_Aim of the task_
All that should come back is the lines of the data below from the one containing "bbox: climbing vine" to the one containing "bbox: yucca plant", inclusive, exactly as they stand.
»»
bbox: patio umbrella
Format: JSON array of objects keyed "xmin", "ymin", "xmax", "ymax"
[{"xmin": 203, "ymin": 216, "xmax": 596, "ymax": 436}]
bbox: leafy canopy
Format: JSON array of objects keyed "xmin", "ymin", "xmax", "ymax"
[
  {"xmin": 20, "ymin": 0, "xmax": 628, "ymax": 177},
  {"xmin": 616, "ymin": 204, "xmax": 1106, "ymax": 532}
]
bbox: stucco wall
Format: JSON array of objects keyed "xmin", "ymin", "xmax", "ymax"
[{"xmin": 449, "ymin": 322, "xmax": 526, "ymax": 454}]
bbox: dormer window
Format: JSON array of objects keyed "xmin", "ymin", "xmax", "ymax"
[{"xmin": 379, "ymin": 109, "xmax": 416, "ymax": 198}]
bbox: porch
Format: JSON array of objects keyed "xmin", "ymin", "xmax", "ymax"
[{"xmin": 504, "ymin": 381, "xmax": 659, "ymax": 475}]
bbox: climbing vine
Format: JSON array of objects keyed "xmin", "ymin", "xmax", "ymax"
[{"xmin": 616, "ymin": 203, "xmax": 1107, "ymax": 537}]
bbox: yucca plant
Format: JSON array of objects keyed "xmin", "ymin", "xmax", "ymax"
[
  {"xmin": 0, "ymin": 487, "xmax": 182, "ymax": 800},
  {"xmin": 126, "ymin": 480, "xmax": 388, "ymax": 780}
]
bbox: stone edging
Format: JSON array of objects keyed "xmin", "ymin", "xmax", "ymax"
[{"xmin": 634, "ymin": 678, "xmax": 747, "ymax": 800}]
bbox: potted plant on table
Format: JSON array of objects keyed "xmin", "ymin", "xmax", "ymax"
««
_Solution below_
bbox: climbing vine
Format: JSON array of objects keyed "xmin", "ymin", "xmax", "ymax"
[{"xmin": 616, "ymin": 203, "xmax": 1107, "ymax": 537}]
bbox: yucca plant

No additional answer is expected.